**AIM OF THE EXERCISE**
Copy out each line below containing "Example".

═══ STORED DATA

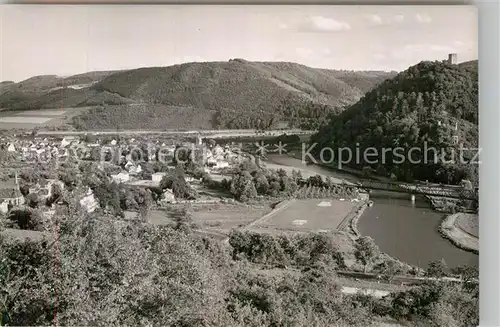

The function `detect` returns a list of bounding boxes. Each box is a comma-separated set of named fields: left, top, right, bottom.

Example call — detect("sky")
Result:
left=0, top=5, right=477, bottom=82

══════
═══ STORED DATA

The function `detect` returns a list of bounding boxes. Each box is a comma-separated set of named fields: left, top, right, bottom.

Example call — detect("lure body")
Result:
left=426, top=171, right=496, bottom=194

══════
═══ STORED DATA

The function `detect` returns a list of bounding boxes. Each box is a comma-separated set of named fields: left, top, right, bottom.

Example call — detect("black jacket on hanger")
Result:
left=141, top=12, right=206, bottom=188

══════

**RESPONSE TO THE TASK**
Example call — detect("sky")
Example call — detect("lure body")
Example call — detect("black jacket on hanger")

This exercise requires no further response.